## Set task
Could you lay out every line of the items below as a JSON list of strings, one string per line, with blank lines left out?

┄┄┄┄┄┄┄┄┄┄

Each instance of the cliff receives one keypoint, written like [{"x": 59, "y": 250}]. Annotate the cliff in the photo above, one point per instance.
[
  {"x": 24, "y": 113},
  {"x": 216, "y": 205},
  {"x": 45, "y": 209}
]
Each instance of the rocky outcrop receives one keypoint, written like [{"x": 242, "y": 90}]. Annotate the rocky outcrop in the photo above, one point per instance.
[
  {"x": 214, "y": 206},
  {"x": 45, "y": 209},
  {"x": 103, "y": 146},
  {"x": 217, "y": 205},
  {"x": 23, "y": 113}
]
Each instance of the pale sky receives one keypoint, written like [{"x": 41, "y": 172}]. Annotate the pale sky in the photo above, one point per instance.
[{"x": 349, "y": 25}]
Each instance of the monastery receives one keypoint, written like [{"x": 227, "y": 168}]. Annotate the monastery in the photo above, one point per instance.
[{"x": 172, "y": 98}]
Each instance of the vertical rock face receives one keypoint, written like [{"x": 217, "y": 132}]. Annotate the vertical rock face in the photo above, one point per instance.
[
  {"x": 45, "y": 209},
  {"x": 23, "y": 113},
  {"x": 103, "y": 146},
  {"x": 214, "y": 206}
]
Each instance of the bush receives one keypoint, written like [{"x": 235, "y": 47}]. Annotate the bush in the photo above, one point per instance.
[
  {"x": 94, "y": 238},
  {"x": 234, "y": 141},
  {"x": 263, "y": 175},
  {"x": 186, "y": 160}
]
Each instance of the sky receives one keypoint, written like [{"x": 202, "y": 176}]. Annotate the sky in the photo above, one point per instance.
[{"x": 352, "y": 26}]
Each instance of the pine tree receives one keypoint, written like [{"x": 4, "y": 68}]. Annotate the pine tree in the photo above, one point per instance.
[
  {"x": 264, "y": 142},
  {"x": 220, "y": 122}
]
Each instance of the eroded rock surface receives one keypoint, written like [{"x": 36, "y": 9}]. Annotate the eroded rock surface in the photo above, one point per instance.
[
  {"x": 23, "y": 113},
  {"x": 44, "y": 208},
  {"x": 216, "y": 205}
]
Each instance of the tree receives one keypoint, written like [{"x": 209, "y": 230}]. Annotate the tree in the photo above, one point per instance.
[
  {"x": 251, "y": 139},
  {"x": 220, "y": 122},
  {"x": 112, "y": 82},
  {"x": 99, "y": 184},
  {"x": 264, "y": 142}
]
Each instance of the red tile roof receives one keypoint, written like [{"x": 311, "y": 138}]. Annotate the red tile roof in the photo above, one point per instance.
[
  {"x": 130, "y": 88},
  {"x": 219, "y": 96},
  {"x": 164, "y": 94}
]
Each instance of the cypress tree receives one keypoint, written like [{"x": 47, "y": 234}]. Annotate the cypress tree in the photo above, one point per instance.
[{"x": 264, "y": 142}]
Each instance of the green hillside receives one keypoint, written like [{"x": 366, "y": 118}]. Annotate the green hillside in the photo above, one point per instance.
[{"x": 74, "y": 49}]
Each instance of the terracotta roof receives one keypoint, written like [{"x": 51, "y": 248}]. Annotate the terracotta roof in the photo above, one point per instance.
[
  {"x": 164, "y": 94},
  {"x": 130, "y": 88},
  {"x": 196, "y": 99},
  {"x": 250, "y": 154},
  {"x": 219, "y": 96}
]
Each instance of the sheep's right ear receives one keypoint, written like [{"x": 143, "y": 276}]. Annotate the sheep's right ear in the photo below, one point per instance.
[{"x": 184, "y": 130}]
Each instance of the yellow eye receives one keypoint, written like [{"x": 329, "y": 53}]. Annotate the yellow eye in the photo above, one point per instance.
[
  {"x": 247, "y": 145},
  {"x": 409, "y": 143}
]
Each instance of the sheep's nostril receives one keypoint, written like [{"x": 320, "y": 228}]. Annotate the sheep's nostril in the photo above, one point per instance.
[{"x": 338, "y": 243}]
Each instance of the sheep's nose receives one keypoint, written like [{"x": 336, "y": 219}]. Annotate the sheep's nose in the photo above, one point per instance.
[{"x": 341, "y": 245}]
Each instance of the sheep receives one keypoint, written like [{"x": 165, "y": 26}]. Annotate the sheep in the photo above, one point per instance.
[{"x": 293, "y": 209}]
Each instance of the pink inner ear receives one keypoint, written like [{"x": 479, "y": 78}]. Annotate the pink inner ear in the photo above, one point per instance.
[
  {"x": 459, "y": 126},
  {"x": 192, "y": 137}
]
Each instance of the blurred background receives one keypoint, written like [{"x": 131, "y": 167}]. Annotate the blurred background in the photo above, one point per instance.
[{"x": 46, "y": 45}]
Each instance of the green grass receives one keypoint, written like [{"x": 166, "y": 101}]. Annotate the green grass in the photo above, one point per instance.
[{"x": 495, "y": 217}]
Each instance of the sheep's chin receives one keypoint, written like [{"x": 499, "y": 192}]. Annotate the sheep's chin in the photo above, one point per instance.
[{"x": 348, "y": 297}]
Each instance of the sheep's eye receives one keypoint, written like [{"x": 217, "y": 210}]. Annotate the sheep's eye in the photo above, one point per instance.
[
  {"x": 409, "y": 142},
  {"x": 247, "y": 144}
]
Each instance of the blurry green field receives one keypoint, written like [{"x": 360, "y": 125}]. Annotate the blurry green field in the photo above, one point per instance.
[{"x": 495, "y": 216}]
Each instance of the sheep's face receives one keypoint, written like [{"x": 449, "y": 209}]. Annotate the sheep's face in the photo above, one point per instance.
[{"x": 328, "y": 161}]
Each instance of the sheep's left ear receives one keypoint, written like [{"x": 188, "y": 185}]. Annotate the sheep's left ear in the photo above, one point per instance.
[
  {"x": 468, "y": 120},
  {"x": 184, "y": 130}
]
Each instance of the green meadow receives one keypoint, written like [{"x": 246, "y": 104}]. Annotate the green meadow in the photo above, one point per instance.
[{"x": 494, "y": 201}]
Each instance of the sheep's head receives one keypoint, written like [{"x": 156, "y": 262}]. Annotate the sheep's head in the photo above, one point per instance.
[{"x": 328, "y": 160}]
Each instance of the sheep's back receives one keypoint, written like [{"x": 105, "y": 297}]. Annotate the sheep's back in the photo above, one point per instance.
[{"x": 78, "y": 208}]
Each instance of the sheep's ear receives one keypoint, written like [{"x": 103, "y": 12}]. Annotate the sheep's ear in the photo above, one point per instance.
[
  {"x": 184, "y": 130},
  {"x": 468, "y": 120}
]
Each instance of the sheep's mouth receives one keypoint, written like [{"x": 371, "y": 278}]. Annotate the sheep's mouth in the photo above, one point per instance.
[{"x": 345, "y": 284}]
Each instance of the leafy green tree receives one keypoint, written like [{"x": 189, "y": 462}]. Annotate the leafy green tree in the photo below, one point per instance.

┄┄┄┄┄┄┄┄┄┄

## Finished exercise
[
  "Each instance of the cliff receives one keypoint, written like [{\"x\": 59, \"y\": 250}]. Annotate the cliff in the photo above, one point per instance.",
  "[",
  "  {\"x\": 24, \"y\": 113},",
  "  {\"x\": 216, \"y\": 205},",
  "  {\"x\": 45, \"y\": 209}",
  "]",
  "Each instance of the rocky outcrop receives one keypoint, written like [{\"x\": 242, \"y\": 90}]. Annotate the rocky outcrop in the photo above, one point per instance.",
  "[",
  "  {\"x\": 214, \"y\": 206},",
  "  {\"x\": 45, \"y\": 209},",
  "  {\"x\": 103, \"y\": 146},",
  "  {\"x\": 217, \"y\": 205},",
  "  {\"x\": 23, \"y\": 113}",
  "]",
  "Each instance of the pale sky receives one keypoint, written like [{\"x\": 41, \"y\": 172}]. Annotate the pale sky in the photo above, one point per instance.",
  "[{\"x\": 349, \"y\": 25}]",
  "Each instance of the monastery receives one keypoint, written like [{\"x\": 227, \"y\": 168}]. Annotate the monastery in the photo above, one point per instance.",
  "[{\"x\": 172, \"y\": 98}]",
  "Each instance of the vertical rock face receives one keypoint, written like [{\"x\": 217, \"y\": 132}]. Annotate the vertical rock face in the photo above, one point per instance.",
  "[",
  "  {\"x\": 45, \"y\": 209},",
  "  {\"x\": 23, \"y\": 113},",
  "  {\"x\": 103, \"y\": 146},",
  "  {\"x\": 214, \"y\": 206}",
  "]",
  "Each instance of the bush receives one keypoint, written like [{\"x\": 235, \"y\": 47}]. Annotate the bush in the photo above, one point per instance.",
  "[",
  "  {\"x\": 94, \"y\": 238},",
  "  {\"x\": 234, \"y\": 141},",
  "  {\"x\": 263, \"y\": 175},",
  "  {\"x\": 186, \"y\": 160}",
  "]",
  "Each instance of the sky receives one keypoint, written like [{\"x\": 202, \"y\": 176}]. Annotate the sky in the photo above, one point per instance.",
  "[{\"x\": 352, \"y\": 26}]",
  "Each instance of the pine tree receives one keypoint, written like [{\"x\": 4, \"y\": 68}]. Annotate the pine tree in the photo above, one point per instance.",
  "[",
  "  {\"x\": 264, \"y\": 142},",
  "  {\"x\": 220, \"y\": 122}",
  "]",
  "Each instance of the eroded rock surface receives one keypoint, written like [{\"x\": 36, \"y\": 9}]. Annotate the eroded rock surface in the photo above, one point per instance.",
  "[",
  "  {\"x\": 23, \"y\": 113},",
  "  {\"x\": 44, \"y\": 208},",
  "  {\"x\": 216, \"y\": 205}",
  "]",
  "Each instance of the tree receives one keypoint, written like [{\"x\": 209, \"y\": 230}]. Annotate the tree in the photo above, one point per instance.",
  "[",
  "  {\"x\": 251, \"y\": 139},",
  "  {\"x\": 220, \"y\": 122},",
  "  {\"x\": 112, \"y\": 82},",
  "  {\"x\": 99, \"y\": 184},",
  "  {\"x\": 264, \"y\": 142}",
  "]",
  "Each instance of the red tile roof receives one keypoint, written like [{\"x\": 311, \"y\": 138}]. Annotate the red tile roof in the photo above, one point per instance.",
  "[",
  "  {\"x\": 130, \"y\": 88},",
  "  {\"x\": 219, \"y\": 96},",
  "  {\"x\": 164, \"y\": 94}",
  "]",
  "Each instance of the cypress tree receives one keypoint, written like [{\"x\": 47, \"y\": 234}]. Annotate the cypress tree in the photo above, one point per instance.",
  "[{\"x\": 264, \"y\": 142}]",
  "Each instance of the green hillside receives one keypoint, written like [{\"x\": 366, \"y\": 118}]. Annotate the green hillside in the photo above, one point per instance.",
  "[{\"x\": 74, \"y\": 49}]",
  "Each instance of the terracotta roof receives one keypoint, written like [{\"x\": 51, \"y\": 248}]. Annotate the terracotta roof in the photo above, one point per instance.",
  "[",
  "  {\"x\": 164, \"y\": 94},",
  "  {\"x\": 130, \"y\": 88},",
  "  {\"x\": 196, \"y\": 99},",
  "  {\"x\": 250, \"y\": 154},",
  "  {\"x\": 219, \"y\": 96}",
  "]",
  "Each instance of the sheep's right ear receives one keypoint, written like [{\"x\": 143, \"y\": 276}]. Annotate the sheep's right ear in the photo below, one point per instance.",
  "[{\"x\": 184, \"y\": 130}]",
  "Each instance of the yellow eye receives one keypoint, written like [{\"x\": 329, \"y\": 53}]. Annotate the yellow eye in the photo above, one point per instance.",
  "[",
  "  {\"x\": 247, \"y\": 145},",
  "  {\"x\": 409, \"y\": 143}",
  "]",
  "Each instance of the sheep's nostril receives one keypoint, written like [{\"x\": 320, \"y\": 228}]. Annotate the sheep's nostril in the photo above, one point per instance.",
  "[{\"x\": 338, \"y\": 243}]",
  "Each instance of the sheep's nose receives one keypoint, written like [{\"x\": 336, \"y\": 219}]. Annotate the sheep's nose in the photo above, one point per instance.",
  "[{\"x\": 341, \"y\": 245}]",
  "Each instance of the sheep receives one keypoint, written like [{\"x\": 165, \"y\": 26}]. Annotate the sheep in the photo above, one point per instance.",
  "[{\"x\": 293, \"y\": 209}]",
  "Each instance of the pink inner ear receives one keypoint, written like [{\"x\": 479, \"y\": 78}]. Annotate the pink inner ear in the photo above, one point per instance.",
  "[",
  "  {\"x\": 459, \"y\": 126},",
  "  {\"x\": 192, \"y\": 137}",
  "]",
  "Each instance of the blurred background receives one keypoint, written like [{\"x\": 131, \"y\": 167}]. Annotate the blurred background in the photo above, one point per instance.",
  "[{\"x\": 46, \"y\": 45}]",
  "Each instance of the green grass receives one keypoint, written like [{\"x\": 166, \"y\": 101}]. Annotate the green grass in the photo above, one point per instance.",
  "[{\"x\": 495, \"y\": 217}]",
  "Each instance of the sheep's chin receives one keypoint, written like [{\"x\": 499, \"y\": 192}]. Annotate the sheep's chin in the photo above, one point per instance.",
  "[{\"x\": 348, \"y\": 297}]",
  "Each instance of the sheep's eye receives one keypoint, written like [{\"x\": 217, \"y\": 210}]. Annotate the sheep's eye in the photo above, one point per instance.",
  "[",
  "  {\"x\": 409, \"y\": 142},",
  "  {\"x\": 247, \"y\": 144}",
  "]",
  "Each instance of the blurry green field receives one keypoint, written like [{\"x\": 360, \"y\": 125}]. Annotate the blurry green field in the photo above, one point per instance.",
  "[{\"x\": 495, \"y\": 216}]",
  "Each instance of the sheep's face receives one keypoint, written like [{\"x\": 449, \"y\": 209}]. Annotate the sheep's face in the photo above, one point per instance.",
  "[{\"x\": 328, \"y\": 161}]",
  "Each instance of the sheep's left ear receives one keypoint, written like [{\"x\": 188, \"y\": 185}]. Annotate the sheep's left ear in the photo above, one point per instance.",
  "[",
  "  {\"x\": 468, \"y\": 120},",
  "  {\"x\": 184, \"y\": 130}",
  "]",
  "Each instance of the green meadow receives one keypoint, written like [{\"x\": 246, \"y\": 104}]. Annotate the green meadow in the photo above, one point per instance.",
  "[{\"x\": 494, \"y\": 201}]",
  "Each instance of the sheep's head receives one keypoint, written like [{\"x\": 156, \"y\": 262}]. Annotate the sheep's head in the photo above, one point per instance.",
  "[{\"x\": 328, \"y\": 160}]",
  "Each instance of the sheep's back receives one keypoint, written like [{\"x\": 105, \"y\": 297}]. Annotate the sheep's back in the photo above, one point per instance.",
  "[{\"x\": 78, \"y\": 208}]",
  "Each instance of the sheep's ear receives one keypoint, written like [{\"x\": 103, \"y\": 12}]. Annotate the sheep's ear in the photo above, one point per instance.",
  "[",
  "  {\"x\": 184, \"y\": 130},",
  "  {\"x\": 468, \"y\": 120}",
  "]",
  "Each instance of the sheep's mouth receives one keypoint, written like [{\"x\": 371, \"y\": 278}]. Annotate the sheep's mouth in the photo above, one point per instance.",
  "[{\"x\": 345, \"y\": 284}]",
  "Each instance of the leafy green tree receives one keypoint, written like [{\"x\": 189, \"y\": 462}]. Annotate the leafy green tree in the photo below, one point per instance."
]